Problem description: How many lines in the rows below contain the string "tower"? Reply with the number alone.

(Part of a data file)
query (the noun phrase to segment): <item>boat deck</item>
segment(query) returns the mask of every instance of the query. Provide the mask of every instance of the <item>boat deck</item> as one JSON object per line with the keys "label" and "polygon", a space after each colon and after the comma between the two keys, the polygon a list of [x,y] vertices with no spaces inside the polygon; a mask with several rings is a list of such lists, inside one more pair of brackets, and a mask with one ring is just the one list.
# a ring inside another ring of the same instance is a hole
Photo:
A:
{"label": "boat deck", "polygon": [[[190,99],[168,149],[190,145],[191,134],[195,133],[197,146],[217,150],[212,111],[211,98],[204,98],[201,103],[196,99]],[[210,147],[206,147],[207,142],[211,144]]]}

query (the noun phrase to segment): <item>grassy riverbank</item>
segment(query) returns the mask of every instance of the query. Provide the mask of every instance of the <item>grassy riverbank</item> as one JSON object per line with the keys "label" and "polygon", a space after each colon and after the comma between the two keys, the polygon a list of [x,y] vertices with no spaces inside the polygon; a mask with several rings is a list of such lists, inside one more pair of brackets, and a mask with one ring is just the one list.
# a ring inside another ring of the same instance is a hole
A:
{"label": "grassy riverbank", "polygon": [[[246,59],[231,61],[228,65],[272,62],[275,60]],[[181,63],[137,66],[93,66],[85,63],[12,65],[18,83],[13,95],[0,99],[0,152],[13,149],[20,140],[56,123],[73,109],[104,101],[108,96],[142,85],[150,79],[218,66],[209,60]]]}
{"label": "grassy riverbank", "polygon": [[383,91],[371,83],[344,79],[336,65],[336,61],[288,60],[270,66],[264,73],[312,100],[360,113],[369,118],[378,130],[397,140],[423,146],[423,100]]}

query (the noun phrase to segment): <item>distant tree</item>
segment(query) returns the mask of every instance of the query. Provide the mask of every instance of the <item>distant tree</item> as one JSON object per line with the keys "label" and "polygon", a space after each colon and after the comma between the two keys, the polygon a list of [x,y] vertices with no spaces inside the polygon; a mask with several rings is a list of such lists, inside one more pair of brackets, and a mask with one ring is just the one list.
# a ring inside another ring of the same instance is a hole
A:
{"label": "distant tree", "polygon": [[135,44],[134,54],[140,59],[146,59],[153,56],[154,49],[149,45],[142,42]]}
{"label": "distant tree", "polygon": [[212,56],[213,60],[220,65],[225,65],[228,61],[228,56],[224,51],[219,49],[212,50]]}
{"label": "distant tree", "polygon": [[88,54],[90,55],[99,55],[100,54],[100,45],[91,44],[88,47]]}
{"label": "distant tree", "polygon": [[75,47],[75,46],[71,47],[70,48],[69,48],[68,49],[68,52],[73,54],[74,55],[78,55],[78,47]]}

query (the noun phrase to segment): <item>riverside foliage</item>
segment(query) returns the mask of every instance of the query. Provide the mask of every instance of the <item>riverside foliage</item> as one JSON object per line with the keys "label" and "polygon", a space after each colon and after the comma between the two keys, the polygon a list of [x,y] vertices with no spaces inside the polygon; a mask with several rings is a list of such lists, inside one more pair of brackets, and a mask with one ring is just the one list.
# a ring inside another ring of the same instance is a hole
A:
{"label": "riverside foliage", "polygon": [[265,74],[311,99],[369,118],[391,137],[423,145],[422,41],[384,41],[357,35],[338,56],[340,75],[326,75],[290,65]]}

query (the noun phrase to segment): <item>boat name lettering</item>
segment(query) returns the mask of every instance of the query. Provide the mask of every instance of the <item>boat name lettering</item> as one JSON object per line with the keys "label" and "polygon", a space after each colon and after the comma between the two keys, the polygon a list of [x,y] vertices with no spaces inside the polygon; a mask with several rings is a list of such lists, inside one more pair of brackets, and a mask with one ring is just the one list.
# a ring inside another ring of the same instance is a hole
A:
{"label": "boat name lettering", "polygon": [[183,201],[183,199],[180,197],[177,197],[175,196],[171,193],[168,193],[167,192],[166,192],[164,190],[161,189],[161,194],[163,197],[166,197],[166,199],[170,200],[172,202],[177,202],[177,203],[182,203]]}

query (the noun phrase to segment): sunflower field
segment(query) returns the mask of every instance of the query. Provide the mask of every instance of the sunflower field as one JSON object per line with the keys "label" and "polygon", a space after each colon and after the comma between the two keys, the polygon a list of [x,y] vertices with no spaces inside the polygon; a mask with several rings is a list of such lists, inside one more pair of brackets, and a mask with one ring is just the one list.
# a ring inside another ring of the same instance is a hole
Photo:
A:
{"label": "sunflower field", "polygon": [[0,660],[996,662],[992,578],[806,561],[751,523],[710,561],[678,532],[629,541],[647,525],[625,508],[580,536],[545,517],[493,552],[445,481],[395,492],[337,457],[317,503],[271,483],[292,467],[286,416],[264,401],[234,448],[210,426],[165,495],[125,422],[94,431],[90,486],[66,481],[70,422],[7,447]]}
==
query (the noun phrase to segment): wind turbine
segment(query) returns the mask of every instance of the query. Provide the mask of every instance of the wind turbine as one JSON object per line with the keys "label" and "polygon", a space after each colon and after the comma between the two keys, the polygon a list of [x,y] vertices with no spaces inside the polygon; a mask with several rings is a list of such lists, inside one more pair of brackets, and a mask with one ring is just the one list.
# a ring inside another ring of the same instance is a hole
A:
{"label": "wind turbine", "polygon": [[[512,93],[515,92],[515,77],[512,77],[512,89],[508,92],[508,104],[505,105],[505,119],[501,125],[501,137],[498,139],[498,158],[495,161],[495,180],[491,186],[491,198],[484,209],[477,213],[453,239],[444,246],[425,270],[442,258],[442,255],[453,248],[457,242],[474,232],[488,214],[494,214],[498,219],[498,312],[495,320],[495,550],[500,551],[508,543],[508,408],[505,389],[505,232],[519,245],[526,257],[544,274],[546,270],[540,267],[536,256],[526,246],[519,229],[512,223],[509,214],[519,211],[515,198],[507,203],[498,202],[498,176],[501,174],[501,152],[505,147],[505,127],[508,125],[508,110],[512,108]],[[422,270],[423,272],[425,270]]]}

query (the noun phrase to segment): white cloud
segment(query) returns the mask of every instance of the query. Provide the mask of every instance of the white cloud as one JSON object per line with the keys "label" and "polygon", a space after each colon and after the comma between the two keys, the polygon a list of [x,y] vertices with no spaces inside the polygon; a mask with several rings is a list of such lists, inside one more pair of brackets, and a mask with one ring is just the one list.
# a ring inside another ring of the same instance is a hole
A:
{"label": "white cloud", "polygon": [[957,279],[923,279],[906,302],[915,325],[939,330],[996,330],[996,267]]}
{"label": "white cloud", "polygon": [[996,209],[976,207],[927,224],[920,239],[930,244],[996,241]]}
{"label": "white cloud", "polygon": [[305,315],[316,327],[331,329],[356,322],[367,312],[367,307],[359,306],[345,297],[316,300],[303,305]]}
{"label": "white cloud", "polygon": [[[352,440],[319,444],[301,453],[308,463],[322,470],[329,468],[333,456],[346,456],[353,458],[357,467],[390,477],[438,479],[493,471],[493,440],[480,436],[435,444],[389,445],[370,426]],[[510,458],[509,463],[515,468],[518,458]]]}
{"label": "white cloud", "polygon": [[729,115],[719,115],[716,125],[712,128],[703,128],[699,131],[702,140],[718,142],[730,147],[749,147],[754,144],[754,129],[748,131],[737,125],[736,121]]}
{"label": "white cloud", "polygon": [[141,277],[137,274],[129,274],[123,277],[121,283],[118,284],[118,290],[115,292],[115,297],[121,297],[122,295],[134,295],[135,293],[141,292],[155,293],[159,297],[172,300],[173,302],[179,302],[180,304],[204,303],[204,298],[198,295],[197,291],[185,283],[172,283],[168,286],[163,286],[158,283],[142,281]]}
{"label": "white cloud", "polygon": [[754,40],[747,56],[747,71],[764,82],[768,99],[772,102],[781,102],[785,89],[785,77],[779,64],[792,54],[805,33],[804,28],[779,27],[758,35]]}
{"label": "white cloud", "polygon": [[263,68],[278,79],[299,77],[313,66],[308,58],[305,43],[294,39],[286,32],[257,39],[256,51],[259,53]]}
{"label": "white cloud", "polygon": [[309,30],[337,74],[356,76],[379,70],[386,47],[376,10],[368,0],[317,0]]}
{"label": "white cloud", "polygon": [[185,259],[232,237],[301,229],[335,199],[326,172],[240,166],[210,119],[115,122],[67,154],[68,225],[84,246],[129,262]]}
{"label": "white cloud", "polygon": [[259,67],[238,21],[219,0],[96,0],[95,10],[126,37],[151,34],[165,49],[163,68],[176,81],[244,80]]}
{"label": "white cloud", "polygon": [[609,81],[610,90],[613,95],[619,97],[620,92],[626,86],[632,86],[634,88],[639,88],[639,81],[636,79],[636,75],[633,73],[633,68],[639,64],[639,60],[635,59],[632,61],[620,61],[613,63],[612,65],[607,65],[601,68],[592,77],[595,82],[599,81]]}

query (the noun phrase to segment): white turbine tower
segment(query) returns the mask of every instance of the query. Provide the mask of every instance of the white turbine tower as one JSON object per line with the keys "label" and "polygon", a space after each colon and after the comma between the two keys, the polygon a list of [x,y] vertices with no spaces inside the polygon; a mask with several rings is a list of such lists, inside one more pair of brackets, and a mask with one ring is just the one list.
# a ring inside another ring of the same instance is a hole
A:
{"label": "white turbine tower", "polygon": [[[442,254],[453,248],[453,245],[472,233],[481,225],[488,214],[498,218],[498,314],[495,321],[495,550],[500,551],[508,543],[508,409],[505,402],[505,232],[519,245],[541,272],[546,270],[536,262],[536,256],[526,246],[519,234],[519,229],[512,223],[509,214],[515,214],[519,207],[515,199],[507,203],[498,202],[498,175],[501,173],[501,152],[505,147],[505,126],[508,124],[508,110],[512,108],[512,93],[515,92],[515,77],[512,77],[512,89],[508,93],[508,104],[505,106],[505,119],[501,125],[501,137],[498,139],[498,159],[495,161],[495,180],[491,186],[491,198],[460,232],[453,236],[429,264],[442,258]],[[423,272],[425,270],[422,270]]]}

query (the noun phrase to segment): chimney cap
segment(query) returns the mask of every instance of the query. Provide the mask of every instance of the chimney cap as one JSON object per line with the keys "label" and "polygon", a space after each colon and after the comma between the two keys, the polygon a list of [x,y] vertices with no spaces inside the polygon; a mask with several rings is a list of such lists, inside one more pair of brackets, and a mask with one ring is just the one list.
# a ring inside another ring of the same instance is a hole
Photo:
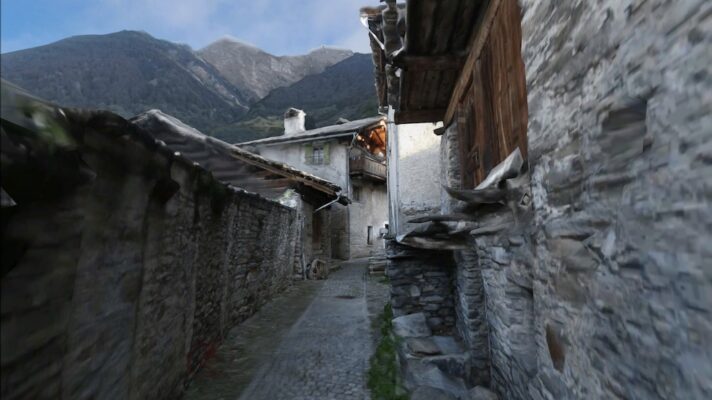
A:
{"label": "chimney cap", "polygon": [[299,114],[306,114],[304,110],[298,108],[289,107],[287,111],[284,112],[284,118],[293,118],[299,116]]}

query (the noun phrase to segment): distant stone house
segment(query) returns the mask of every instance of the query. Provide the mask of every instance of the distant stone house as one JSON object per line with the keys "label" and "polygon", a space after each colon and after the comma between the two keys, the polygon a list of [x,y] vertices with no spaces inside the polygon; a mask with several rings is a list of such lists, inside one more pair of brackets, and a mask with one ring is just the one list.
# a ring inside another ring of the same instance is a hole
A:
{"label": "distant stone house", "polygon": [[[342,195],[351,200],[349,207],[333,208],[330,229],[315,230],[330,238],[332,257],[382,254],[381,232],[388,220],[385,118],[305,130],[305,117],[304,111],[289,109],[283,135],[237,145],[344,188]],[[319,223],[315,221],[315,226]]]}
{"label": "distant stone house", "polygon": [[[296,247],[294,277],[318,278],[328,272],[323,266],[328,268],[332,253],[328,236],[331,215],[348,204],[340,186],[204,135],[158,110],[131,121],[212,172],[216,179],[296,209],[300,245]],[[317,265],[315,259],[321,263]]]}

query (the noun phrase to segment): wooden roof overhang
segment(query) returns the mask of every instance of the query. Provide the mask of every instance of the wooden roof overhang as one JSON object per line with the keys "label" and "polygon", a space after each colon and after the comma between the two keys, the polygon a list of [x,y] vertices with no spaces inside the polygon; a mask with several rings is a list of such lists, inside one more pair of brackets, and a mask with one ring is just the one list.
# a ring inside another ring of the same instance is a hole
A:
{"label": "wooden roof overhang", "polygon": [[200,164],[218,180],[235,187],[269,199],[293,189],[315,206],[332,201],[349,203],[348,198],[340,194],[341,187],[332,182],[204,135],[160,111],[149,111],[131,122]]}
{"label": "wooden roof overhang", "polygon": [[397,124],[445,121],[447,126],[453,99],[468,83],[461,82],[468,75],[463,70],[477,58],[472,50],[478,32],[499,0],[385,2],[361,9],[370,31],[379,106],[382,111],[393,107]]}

Exercise solution: 3